### WHAT YOU WILL DO
Retrieve every line from the records in which the word "foam" occurs.

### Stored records
· · · · ·
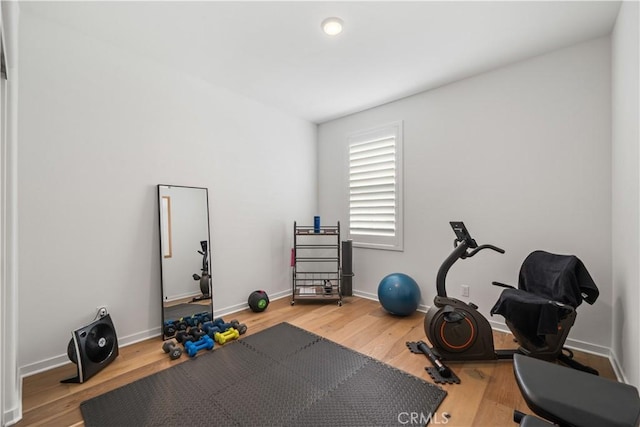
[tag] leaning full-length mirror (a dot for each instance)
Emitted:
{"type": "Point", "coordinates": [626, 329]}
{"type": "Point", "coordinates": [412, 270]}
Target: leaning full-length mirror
{"type": "Point", "coordinates": [184, 257]}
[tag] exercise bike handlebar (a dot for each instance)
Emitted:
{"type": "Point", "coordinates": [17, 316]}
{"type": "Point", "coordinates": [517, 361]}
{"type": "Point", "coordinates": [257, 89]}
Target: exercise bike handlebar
{"type": "Point", "coordinates": [459, 252]}
{"type": "Point", "coordinates": [481, 247]}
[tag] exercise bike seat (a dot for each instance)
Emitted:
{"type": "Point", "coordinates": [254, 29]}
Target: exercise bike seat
{"type": "Point", "coordinates": [569, 397]}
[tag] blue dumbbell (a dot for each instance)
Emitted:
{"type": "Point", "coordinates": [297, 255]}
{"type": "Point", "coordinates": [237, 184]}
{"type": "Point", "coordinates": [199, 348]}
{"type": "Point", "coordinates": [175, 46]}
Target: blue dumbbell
{"type": "Point", "coordinates": [204, 343]}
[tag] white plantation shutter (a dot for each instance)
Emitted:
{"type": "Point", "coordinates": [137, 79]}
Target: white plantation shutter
{"type": "Point", "coordinates": [375, 187]}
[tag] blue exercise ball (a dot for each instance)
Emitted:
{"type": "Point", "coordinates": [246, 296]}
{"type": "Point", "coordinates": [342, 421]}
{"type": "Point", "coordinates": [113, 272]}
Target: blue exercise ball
{"type": "Point", "coordinates": [399, 294]}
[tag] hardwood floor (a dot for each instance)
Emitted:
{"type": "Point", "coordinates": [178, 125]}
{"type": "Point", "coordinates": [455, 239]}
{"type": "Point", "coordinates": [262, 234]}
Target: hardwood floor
{"type": "Point", "coordinates": [486, 396]}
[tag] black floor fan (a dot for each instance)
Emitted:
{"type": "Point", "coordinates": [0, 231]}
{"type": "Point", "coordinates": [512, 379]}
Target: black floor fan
{"type": "Point", "coordinates": [92, 348]}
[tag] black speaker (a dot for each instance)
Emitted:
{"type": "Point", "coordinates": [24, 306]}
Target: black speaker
{"type": "Point", "coordinates": [92, 348]}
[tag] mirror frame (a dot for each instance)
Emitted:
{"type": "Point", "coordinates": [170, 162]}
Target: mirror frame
{"type": "Point", "coordinates": [163, 230]}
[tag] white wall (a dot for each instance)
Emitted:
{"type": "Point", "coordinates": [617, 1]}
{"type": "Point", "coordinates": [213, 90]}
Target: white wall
{"type": "Point", "coordinates": [521, 154]}
{"type": "Point", "coordinates": [626, 192]}
{"type": "Point", "coordinates": [99, 128]}
{"type": "Point", "coordinates": [10, 385]}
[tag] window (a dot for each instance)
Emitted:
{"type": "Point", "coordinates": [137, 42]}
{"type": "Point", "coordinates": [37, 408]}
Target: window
{"type": "Point", "coordinates": [375, 187]}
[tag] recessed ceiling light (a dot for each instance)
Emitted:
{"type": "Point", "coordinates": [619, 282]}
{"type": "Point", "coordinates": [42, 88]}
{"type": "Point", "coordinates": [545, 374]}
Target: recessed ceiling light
{"type": "Point", "coordinates": [332, 26]}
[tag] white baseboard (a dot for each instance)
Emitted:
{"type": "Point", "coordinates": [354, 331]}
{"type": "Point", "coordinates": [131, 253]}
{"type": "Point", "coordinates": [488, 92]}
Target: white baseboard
{"type": "Point", "coordinates": [617, 369]}
{"type": "Point", "coordinates": [10, 417]}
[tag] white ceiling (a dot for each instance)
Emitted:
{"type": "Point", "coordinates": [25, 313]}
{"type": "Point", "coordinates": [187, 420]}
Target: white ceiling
{"type": "Point", "coordinates": [276, 53]}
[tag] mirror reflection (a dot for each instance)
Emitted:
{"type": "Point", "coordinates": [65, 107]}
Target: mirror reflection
{"type": "Point", "coordinates": [185, 257]}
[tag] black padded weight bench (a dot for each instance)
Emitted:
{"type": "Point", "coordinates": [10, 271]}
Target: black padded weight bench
{"type": "Point", "coordinates": [568, 397]}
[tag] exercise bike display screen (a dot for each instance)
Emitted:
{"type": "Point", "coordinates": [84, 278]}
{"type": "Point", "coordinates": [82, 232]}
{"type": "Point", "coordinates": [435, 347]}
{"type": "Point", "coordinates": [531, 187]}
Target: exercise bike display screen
{"type": "Point", "coordinates": [462, 233]}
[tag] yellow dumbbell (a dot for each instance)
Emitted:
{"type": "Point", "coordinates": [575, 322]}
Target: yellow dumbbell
{"type": "Point", "coordinates": [228, 335]}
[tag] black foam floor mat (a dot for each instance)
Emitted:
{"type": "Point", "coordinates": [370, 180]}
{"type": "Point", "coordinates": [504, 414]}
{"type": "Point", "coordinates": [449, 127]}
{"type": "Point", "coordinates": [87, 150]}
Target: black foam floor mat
· · · · ·
### RESPONSE
[tag] black foam floor mat (a dot for each instance)
Target: black foam floor mat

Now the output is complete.